> [TO DO]: Starting at the line that contains "Task: Expected behaviour is that every instance of the limestone" and ending at the end of the listing, substitute "granite" for every "limestone" and write those lines out again with nothing else changed.

> [ENTRIES SHOWN]:
○ ○ ○ ○

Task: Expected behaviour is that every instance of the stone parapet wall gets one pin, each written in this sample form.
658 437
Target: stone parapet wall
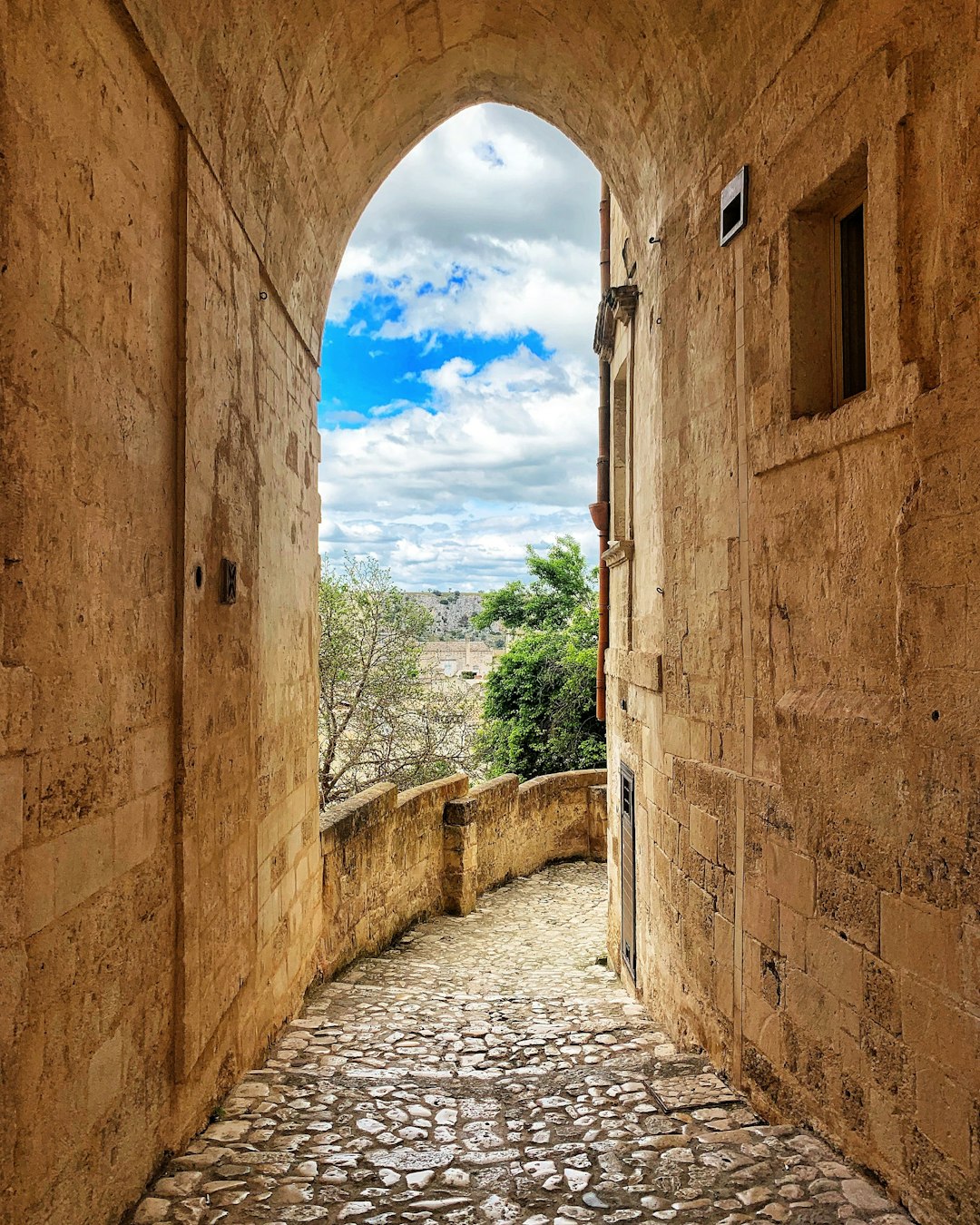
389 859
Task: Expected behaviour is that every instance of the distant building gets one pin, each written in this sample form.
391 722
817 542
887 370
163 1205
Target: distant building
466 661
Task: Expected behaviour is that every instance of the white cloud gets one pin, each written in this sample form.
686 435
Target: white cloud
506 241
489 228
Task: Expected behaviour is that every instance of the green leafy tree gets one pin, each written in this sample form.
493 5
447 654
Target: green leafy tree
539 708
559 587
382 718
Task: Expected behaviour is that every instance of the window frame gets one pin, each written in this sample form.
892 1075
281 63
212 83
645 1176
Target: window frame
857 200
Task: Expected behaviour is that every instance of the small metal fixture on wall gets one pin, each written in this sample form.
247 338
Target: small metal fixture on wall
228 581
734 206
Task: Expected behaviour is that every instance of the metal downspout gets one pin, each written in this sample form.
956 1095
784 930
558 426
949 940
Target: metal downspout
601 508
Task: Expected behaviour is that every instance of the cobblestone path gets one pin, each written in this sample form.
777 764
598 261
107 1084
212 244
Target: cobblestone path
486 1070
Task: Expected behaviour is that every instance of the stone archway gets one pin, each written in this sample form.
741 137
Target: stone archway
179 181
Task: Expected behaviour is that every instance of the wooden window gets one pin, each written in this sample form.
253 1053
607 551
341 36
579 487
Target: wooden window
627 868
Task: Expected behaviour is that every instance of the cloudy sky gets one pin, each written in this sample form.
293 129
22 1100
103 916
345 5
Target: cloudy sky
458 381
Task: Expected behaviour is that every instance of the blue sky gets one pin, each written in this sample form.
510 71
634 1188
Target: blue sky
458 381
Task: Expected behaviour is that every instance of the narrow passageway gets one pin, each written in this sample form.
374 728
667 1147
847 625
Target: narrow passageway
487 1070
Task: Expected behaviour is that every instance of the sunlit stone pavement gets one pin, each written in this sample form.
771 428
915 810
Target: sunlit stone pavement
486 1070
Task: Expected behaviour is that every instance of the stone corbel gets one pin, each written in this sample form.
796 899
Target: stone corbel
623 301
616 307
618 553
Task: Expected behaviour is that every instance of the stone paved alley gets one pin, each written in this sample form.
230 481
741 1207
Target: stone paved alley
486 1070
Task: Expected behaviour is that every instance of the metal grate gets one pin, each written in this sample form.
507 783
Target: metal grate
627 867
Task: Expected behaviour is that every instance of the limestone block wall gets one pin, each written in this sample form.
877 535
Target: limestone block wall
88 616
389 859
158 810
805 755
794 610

○ ○ ○ ○

> [EXERCISE SOLUTION]:
Task: Expected behaviour is that every instance of the granite block wall gets one pin, each written in this sample form.
877 535
Target: granite block wall
88 616
389 859
158 810
805 755
794 610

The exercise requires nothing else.